- Data for the task:
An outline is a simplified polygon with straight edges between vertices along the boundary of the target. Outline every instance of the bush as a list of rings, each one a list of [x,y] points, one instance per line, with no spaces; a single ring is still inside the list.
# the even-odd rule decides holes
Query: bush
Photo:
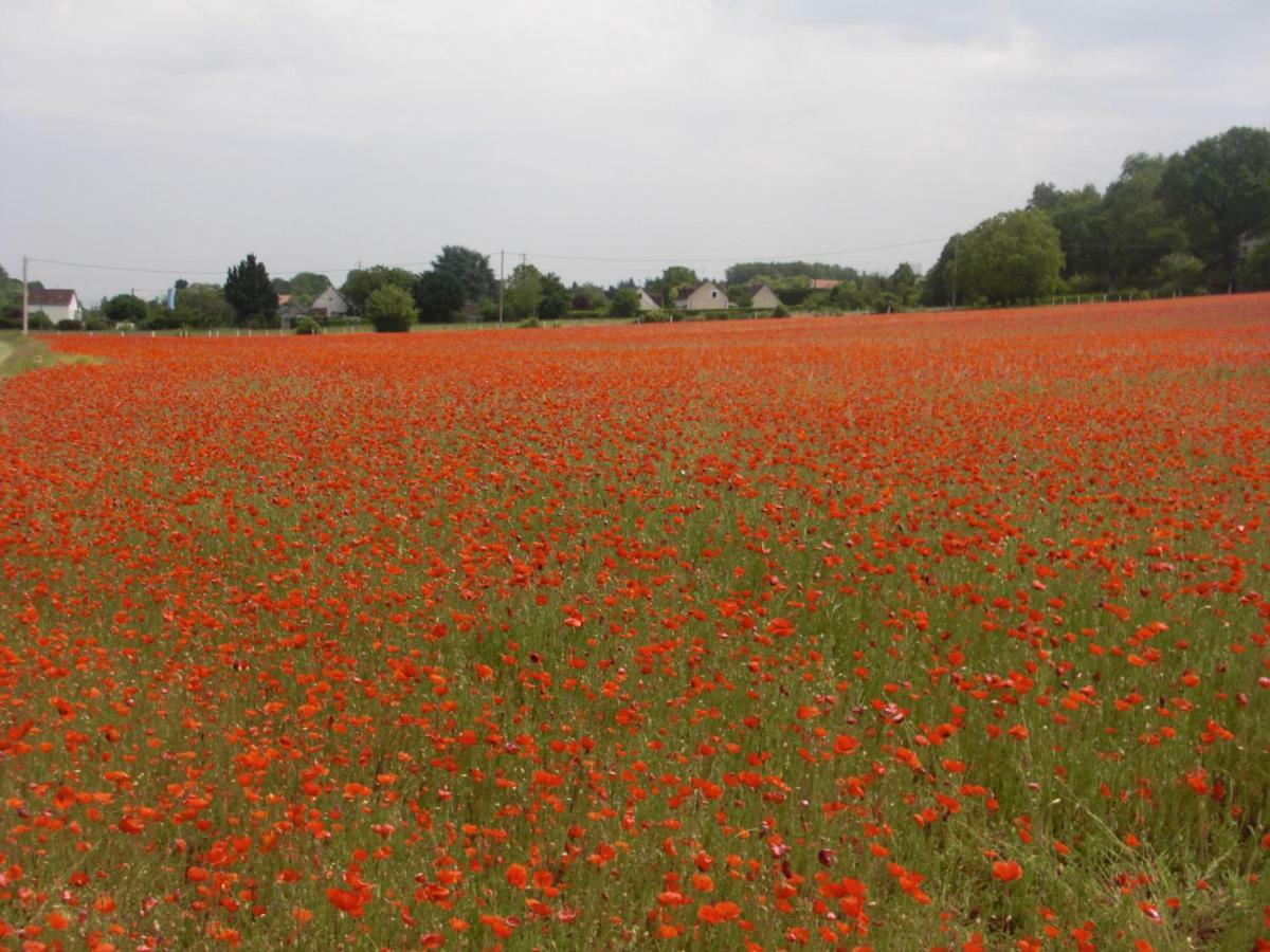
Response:
[[[380,334],[404,334],[419,320],[419,308],[405,288],[384,284],[366,300],[362,314]]]

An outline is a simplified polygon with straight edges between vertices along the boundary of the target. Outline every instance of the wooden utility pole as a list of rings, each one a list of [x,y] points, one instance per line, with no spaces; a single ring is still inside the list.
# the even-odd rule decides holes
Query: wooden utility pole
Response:
[[[503,326],[503,259],[507,251],[498,253],[498,326]]]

- Given exercise: Rewrite all of the entries above with "vertices" changed to "corner points" and nothing else altered. Leave out the pictures.

- Result of the exercise:
An outline is a simplified polygon with straight edges between corner points along the boundary of the target. Outline every instance of the bush as a list of rings, each one a list of [x,y] points, one instance per line, with no spaces; a single ring is still inside the list.
# the even-odd rule decides holes
Query: bush
Photo:
Response:
[[[380,334],[404,334],[419,320],[419,308],[405,288],[384,284],[366,300],[362,314]]]

An outline is a simplified polygon with straight edges between corner points along the boundary of the target. Outline every instance of the wooden utility pole as a list of rings, each one a list of [x,y] points, one instance per line, with no spaces; a single ring is still inside the list.
# the even-odd rule decides holes
Query: wooden utility pole
Response:
[[[503,326],[503,259],[507,251],[498,253],[498,326]]]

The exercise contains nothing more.